What the task requires: Output all the entries word for word. Omit the pictures.

____ Source data

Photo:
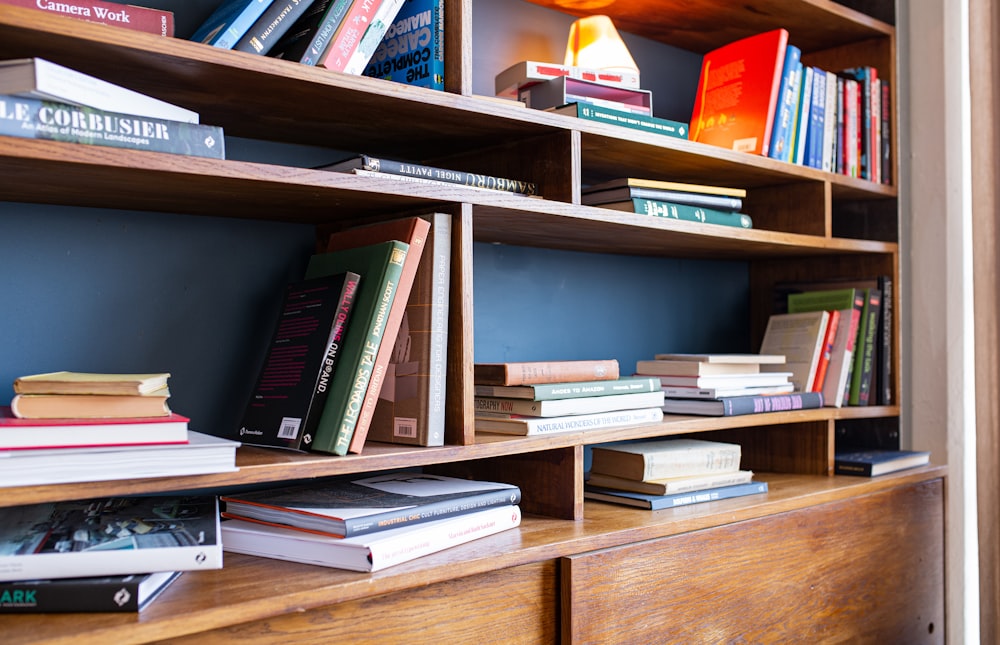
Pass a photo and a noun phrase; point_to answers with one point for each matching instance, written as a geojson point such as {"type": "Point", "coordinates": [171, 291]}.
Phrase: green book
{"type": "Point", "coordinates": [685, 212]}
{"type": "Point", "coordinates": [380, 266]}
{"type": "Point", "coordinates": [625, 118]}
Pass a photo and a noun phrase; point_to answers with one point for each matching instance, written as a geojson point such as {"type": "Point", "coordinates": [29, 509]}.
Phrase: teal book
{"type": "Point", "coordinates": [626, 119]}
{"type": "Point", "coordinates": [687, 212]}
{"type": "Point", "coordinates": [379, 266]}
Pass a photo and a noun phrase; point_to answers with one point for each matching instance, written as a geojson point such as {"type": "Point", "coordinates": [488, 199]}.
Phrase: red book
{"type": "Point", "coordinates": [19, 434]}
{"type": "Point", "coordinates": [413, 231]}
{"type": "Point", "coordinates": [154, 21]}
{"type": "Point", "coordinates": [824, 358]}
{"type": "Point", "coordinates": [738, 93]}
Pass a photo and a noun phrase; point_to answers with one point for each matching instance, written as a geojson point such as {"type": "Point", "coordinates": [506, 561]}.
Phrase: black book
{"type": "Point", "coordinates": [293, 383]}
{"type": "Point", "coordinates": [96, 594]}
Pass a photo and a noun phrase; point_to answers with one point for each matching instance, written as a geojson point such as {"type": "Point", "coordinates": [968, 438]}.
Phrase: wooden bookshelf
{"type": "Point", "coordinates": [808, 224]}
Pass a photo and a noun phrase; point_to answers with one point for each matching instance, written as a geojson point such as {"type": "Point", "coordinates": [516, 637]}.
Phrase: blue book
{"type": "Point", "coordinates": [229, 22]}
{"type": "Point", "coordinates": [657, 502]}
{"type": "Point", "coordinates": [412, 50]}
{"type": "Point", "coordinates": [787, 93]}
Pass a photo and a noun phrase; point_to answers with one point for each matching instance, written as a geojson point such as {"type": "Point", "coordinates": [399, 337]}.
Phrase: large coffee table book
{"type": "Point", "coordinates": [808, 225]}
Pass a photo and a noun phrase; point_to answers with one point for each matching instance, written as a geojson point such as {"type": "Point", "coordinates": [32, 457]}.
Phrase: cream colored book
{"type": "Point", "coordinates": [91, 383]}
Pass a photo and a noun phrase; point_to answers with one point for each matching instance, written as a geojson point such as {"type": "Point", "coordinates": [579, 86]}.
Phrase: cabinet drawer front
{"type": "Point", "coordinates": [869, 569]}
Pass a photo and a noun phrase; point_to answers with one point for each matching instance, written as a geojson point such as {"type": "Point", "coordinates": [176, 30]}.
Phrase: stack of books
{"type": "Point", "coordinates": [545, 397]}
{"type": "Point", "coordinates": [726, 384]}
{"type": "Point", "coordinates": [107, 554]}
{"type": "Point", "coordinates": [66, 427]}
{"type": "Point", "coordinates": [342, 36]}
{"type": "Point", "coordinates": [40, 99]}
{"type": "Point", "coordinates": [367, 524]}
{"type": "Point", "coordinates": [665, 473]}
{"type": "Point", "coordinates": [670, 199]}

________

Task result:
Photo:
Pass a photo and a noun phrase; point_to answers with one point for each matching instance, written as a geojson point such as {"type": "Point", "coordinates": [171, 291]}.
Phrase: green book
{"type": "Point", "coordinates": [685, 212]}
{"type": "Point", "coordinates": [380, 266]}
{"type": "Point", "coordinates": [625, 118]}
Pass a photo and a noun phrase; point_to answers with one point for each matching instance, written as a geojson point such as {"type": "Point", "coordinates": [29, 509]}.
Phrase: teal book
{"type": "Point", "coordinates": [626, 119]}
{"type": "Point", "coordinates": [687, 212]}
{"type": "Point", "coordinates": [379, 266]}
Pass a photo and a noun phrase; point_to answers with one point for each matching instance, written as a geojson point such as {"type": "Point", "coordinates": [488, 199]}.
Phrase: red book
{"type": "Point", "coordinates": [19, 434]}
{"type": "Point", "coordinates": [413, 231]}
{"type": "Point", "coordinates": [154, 21]}
{"type": "Point", "coordinates": [824, 358]}
{"type": "Point", "coordinates": [738, 93]}
Pass a photo and a noun phrase; point_to answers with one point for each matching instance, written as a geojson point such as {"type": "Point", "coordinates": [506, 561]}.
Phrase: black book
{"type": "Point", "coordinates": [293, 383]}
{"type": "Point", "coordinates": [96, 594]}
Pass a photo and a noun phrase; point_to answers with one point for each matching instance, written as a geojson point such as {"type": "Point", "coordinates": [968, 438]}.
Phrase: wooden bookshelf
{"type": "Point", "coordinates": [808, 224]}
Pass a photo and a noun phrase; point_to answers with one point for each matching instance, written as a geojson point such as {"type": "Point", "coordinates": [516, 637]}.
Phrase: blue book
{"type": "Point", "coordinates": [229, 22]}
{"type": "Point", "coordinates": [657, 502]}
{"type": "Point", "coordinates": [412, 50]}
{"type": "Point", "coordinates": [787, 93]}
Pass a photo and a noun phrase; point_to answers with one point for each matching instance, written as a geojson point such as {"type": "Point", "coordinates": [399, 337]}.
Phrase: large coffee table book
{"type": "Point", "coordinates": [808, 225]}
Pass a photo and a noun phrase; point_to answers with one point for each matching instance, written as a geojson point such as {"type": "Point", "coordinates": [32, 457]}.
Phrase: cream colored book
{"type": "Point", "coordinates": [91, 383]}
Pass a photo and a noun phrase; point_to answers with one point for each matching instance, written as a geojson point such as {"type": "Point", "coordinates": [579, 86]}.
Phrase: cabinet drawer front
{"type": "Point", "coordinates": [869, 569]}
Pass a photo and a noun phrase; point_to answers with one point for each matching instance, written as a geojson point such as {"type": "Point", "coordinates": [176, 30]}.
Phrase: stack of books
{"type": "Point", "coordinates": [545, 397]}
{"type": "Point", "coordinates": [726, 384]}
{"type": "Point", "coordinates": [107, 554]}
{"type": "Point", "coordinates": [66, 427]}
{"type": "Point", "coordinates": [342, 36]}
{"type": "Point", "coordinates": [40, 99]}
{"type": "Point", "coordinates": [367, 524]}
{"type": "Point", "coordinates": [665, 473]}
{"type": "Point", "coordinates": [670, 199]}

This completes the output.